Task description:
Take every line of the material below that includes the string "dense" and copy it out.

Data to use:

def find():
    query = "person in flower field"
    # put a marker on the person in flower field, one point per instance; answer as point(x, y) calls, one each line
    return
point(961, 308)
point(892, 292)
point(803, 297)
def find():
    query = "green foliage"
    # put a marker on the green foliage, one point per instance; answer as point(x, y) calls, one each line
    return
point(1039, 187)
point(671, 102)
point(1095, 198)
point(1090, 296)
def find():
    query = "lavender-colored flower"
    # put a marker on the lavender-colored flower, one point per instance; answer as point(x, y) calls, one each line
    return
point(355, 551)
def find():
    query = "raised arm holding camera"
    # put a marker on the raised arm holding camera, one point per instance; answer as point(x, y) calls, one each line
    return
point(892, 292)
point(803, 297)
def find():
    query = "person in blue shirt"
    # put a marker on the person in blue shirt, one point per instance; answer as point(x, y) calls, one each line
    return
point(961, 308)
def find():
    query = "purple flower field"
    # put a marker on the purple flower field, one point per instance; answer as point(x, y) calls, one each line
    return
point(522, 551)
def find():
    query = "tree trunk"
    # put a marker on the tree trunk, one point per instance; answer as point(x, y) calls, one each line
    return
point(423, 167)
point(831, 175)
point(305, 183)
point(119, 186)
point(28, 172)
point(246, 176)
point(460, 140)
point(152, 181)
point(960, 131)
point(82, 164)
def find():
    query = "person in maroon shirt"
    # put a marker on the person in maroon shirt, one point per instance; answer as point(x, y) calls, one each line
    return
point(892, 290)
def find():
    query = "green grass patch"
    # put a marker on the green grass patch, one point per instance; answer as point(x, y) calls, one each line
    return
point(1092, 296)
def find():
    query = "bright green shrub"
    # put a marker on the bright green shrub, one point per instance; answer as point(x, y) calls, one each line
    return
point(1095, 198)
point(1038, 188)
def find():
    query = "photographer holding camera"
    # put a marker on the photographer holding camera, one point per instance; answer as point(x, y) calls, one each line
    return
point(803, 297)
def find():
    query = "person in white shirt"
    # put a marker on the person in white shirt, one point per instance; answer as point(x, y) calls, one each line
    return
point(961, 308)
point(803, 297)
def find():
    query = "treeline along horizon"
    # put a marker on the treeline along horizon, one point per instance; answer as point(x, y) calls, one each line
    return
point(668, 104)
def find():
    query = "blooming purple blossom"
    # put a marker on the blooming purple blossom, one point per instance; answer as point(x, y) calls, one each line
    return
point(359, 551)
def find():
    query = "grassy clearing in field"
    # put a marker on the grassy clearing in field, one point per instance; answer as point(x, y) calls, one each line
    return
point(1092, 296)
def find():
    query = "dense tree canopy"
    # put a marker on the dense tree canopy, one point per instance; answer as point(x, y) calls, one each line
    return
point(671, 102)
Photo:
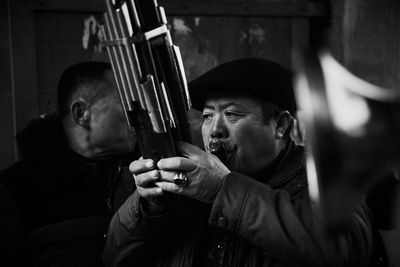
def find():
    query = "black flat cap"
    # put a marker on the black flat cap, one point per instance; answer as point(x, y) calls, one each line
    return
point(258, 78)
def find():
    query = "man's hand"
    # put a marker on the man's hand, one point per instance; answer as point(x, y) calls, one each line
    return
point(205, 173)
point(146, 175)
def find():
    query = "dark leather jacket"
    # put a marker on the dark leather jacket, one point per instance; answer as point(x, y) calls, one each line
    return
point(64, 200)
point(267, 220)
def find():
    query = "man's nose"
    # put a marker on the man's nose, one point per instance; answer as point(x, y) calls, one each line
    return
point(219, 129)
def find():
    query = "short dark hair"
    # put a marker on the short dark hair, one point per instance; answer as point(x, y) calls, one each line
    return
point(81, 78)
point(271, 111)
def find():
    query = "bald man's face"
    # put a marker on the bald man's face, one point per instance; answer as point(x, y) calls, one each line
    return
point(109, 130)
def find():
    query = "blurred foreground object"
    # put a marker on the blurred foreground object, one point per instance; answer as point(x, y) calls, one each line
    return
point(353, 133)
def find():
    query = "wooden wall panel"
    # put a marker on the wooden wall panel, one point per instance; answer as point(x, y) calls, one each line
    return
point(7, 144)
point(371, 40)
point(59, 44)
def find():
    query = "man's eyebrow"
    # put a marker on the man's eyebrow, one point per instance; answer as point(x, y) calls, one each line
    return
point(225, 105)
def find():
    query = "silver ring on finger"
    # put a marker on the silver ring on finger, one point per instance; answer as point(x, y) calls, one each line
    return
point(180, 179)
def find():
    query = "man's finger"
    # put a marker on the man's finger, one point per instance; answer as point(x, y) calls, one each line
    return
point(142, 165)
point(170, 187)
point(144, 179)
point(188, 150)
point(150, 192)
point(177, 164)
point(167, 176)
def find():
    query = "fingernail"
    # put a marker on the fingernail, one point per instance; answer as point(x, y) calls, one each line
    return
point(159, 164)
point(149, 164)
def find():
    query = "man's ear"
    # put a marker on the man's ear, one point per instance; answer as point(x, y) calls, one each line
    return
point(284, 123)
point(80, 112)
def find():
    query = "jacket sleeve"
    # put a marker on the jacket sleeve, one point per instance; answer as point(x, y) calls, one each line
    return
point(279, 226)
point(132, 234)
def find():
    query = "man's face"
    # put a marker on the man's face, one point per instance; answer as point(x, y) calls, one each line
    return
point(238, 124)
point(109, 131)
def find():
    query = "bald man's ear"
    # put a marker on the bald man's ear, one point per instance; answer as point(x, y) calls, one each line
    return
point(284, 123)
point(80, 113)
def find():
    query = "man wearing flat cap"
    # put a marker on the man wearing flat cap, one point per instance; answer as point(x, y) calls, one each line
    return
point(248, 193)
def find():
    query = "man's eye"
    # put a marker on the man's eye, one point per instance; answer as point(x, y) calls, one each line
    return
point(207, 116)
point(231, 114)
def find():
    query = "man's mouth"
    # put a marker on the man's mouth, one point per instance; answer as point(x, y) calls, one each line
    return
point(219, 149)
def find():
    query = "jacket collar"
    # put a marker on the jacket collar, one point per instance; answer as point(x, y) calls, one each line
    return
point(284, 167)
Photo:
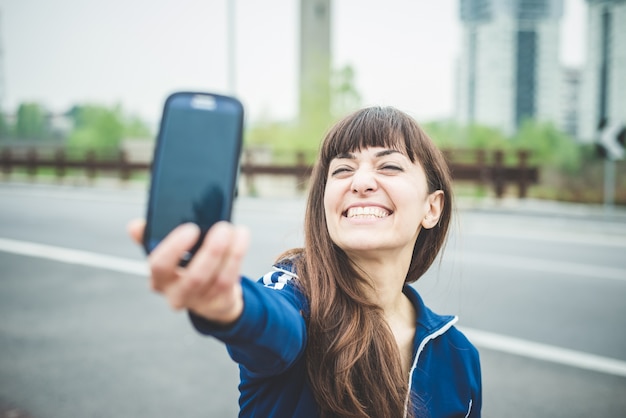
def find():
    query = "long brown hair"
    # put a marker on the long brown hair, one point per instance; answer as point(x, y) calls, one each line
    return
point(353, 361)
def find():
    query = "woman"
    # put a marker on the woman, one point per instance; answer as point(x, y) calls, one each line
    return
point(335, 330)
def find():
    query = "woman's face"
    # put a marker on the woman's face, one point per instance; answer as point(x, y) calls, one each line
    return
point(376, 201)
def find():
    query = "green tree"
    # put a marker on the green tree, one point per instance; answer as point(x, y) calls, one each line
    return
point(285, 138)
point(345, 96)
point(31, 121)
point(5, 128)
point(549, 146)
point(102, 128)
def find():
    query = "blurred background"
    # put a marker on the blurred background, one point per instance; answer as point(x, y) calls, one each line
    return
point(525, 97)
point(543, 76)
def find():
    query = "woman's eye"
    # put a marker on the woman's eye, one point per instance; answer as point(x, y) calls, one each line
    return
point(391, 167)
point(340, 170)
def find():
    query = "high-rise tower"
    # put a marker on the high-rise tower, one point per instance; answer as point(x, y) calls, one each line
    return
point(603, 95)
point(509, 66)
point(315, 60)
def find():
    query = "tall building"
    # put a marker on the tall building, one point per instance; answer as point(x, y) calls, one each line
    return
point(315, 60)
point(509, 65)
point(570, 101)
point(603, 91)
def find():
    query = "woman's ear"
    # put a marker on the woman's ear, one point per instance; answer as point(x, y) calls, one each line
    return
point(435, 208)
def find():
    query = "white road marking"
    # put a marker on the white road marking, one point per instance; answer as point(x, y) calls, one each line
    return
point(545, 352)
point(79, 257)
point(536, 264)
point(482, 339)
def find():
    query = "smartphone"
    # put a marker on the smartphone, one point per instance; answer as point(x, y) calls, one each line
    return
point(196, 163)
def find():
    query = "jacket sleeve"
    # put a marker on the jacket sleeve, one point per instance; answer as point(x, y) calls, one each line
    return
point(269, 336)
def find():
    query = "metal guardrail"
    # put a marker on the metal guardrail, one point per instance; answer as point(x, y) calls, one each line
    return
point(484, 167)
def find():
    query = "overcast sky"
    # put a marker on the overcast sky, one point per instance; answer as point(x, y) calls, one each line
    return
point(136, 52)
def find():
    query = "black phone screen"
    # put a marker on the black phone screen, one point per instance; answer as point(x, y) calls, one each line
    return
point(195, 164)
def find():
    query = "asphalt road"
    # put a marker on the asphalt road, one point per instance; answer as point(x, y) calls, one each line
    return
point(541, 293)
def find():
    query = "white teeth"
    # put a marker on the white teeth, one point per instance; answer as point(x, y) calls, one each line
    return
point(369, 211)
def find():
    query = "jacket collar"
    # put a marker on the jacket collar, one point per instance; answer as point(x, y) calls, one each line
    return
point(428, 322)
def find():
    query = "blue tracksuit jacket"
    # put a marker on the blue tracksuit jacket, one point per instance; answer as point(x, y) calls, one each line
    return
point(269, 339)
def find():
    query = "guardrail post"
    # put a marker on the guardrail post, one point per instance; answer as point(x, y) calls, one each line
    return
point(301, 168)
point(59, 164)
point(522, 156)
point(498, 173)
point(90, 164)
point(124, 167)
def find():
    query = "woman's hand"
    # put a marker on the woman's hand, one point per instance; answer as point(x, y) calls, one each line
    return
point(210, 283)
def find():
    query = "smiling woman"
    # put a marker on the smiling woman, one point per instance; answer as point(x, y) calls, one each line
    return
point(335, 329)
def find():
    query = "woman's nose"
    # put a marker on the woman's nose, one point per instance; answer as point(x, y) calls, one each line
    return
point(363, 181)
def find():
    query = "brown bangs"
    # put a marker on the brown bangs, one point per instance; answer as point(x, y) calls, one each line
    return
point(384, 127)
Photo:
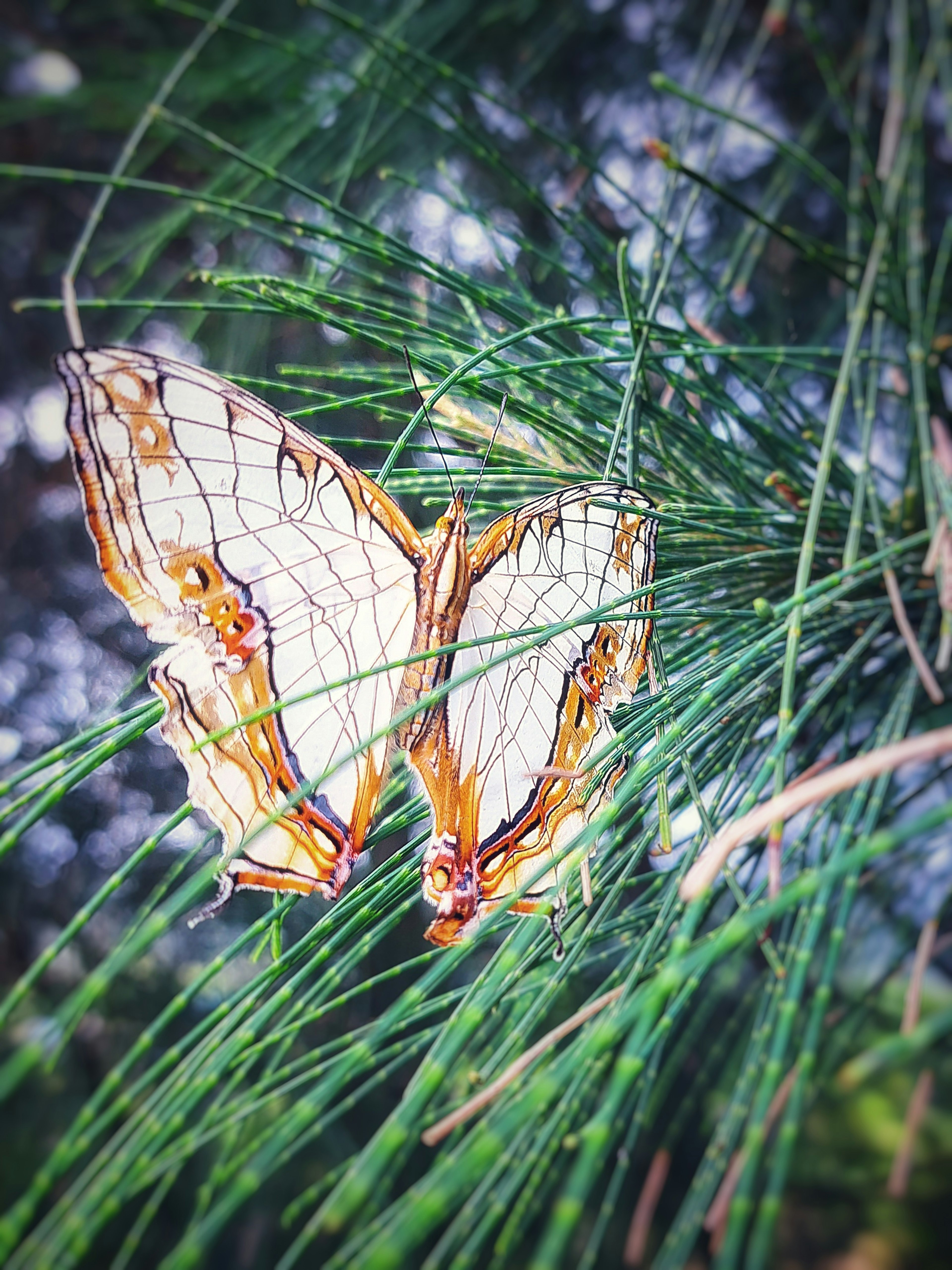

Finished task:
    query = "dense tree canopy"
    # put a marker on the dense tree canopy, one point per instance; answer as point(x, y) calls, one each line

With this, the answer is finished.